_EXERCISE PROMPT_
Copy out the entries that follow, unchanged.

_Stored data_
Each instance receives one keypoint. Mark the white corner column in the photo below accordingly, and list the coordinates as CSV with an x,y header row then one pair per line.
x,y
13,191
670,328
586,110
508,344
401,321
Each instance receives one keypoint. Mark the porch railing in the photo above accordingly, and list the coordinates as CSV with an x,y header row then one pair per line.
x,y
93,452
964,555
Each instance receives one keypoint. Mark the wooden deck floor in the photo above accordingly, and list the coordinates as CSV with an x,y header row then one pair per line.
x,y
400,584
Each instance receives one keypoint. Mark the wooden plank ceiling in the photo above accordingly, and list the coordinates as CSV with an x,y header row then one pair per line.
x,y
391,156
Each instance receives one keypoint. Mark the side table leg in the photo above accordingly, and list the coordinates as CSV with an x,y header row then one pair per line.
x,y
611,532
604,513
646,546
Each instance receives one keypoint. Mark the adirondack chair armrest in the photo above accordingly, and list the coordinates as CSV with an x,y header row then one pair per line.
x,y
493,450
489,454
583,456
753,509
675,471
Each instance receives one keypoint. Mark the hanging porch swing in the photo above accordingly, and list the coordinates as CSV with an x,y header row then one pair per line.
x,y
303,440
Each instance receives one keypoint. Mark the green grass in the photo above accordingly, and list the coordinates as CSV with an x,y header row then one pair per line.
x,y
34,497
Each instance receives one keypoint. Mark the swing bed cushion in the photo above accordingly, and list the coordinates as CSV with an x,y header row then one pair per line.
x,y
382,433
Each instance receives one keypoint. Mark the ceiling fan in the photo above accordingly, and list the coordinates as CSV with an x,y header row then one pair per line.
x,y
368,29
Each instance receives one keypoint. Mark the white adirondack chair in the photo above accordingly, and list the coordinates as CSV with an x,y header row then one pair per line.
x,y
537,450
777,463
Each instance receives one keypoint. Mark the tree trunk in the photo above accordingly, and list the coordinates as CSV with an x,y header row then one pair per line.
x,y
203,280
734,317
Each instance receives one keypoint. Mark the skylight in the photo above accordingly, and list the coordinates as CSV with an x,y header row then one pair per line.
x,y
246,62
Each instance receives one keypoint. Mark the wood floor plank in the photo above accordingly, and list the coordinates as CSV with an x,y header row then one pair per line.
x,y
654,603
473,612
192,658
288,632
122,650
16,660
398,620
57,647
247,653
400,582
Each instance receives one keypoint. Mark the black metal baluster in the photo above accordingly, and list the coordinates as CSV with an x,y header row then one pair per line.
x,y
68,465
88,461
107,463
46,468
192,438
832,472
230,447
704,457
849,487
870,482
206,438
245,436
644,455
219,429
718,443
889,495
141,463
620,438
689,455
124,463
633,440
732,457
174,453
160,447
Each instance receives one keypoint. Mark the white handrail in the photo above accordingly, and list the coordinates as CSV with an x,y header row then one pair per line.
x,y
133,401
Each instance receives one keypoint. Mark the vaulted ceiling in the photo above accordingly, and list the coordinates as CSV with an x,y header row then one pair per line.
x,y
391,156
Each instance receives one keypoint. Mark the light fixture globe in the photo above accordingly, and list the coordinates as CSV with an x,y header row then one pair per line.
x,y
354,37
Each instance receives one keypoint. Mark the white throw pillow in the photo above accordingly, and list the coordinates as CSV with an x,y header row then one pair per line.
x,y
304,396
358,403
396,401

_TASK RESULT_
Each instance receives one keypoint. Mark the white corner column in the photo below accordingly, and list the coordinates as CSV with an x,y header row then one pair per line.
x,y
13,191
670,328
586,110
508,344
401,321
Each instance receives one keypoint. Mark the porch railing in the photo above accordingly, and list the coordinates as CSV with an x,y header row then one pair per line.
x,y
93,452
964,555
Each instance receives one keypoint. Mark the wooden deck floor in the photo above accordingly, and list the coordinates as CSV with an x,y header row then one pair per line.
x,y
400,584
Each instance receives one keypoint. Mark the wooden plank ceiling in the photo above accordingly, and list the coordinates as CSV with an x,y header row then one pair per line.
x,y
391,156
Each instance receives one keypoint. Mark the side table leg in the photo above accordingly, and list the coordinates as CSV with an x,y header row then one pair per line.
x,y
611,532
604,513
646,546
Each instance receives one keypoint. Mark the adirondack chair armrest in the photo above accordingly, and list the coordinates as CSV with an x,y header row then one pair per line.
x,y
493,450
489,454
583,456
753,509
675,471
Each instance receives one keypoint. Mark the hanging porch swing in the photo above accordingly, and list the coordinates as CSV with an x,y header row then one pair per line.
x,y
303,440
Each instance receives one keypoint. Mark the green grass in the photo above accordingly, and list the coordinates as CSV with an x,y header row then one pair per line.
x,y
34,497
Each instance receives one keypoint. Mark the swing bed cushion in the photo above accordingly, and list the coordinates as CSV with an x,y header row then one pair per line.
x,y
382,433
Each instance receives one keypoint. Mark the ceiling fan in the photo above accordingly, and list the coordinates as CSV with an x,y header row then one pair per line.
x,y
368,29
Each instance receives one keypoint. Mark the white adirondack chair in the photo above accordingly, and list the coordinates as CSV with an x,y header row then one pair per line.
x,y
537,450
777,463
Each instance receives one keypoint. Mark the tree trunk in the photo above accordingly, and list the coordinates as CSV with an x,y header row then one pair per line.
x,y
203,280
734,317
Each instance receives one keypoint. Mark the skylight in the photo above accordingly, and list the coordinates as CSV with an x,y header row then one pair per line.
x,y
246,62
Each instance receives one keypoint. Mark the wood floor plank in the photo above accordingly, and list the coordinates as CSV with an x,y header row then one pair per line.
x,y
654,603
473,612
192,658
288,632
122,650
16,660
398,620
57,647
247,653
400,582
Each instance receives one keypoint. Mark the black metal baluster in the photo above accordingly, and list the coordinates as CSV with an x,y header row then one pair per line.
x,y
68,465
88,461
107,463
46,468
192,438
832,472
230,447
704,457
849,487
870,482
206,438
245,436
644,455
219,429
718,443
889,495
141,463
620,438
689,455
124,463
633,440
732,457
174,453
160,447
Each instance receives one keypoint. Mark the white handrail in the photo above accordingly, and list the coordinates as CSV with an x,y header row then one pair per line.
x,y
133,401
Each instance receives one keypoint. Mark the vaulted ceiling in the photo above accordingly, and list the coordinates as CSV with an x,y header row then one pair per line.
x,y
391,156
Each instance receives one keypoint. Mark the light fixture globe in the photo above accordingly, and list the coordinates as CSV with an x,y header row then one pair per line.
x,y
354,37
Each instance receives one keypoint. Mark the white throw pillow in the photo above accordingly, and list the coordinates as CSV with an x,y header row then one pair per line.
x,y
304,396
358,403
396,401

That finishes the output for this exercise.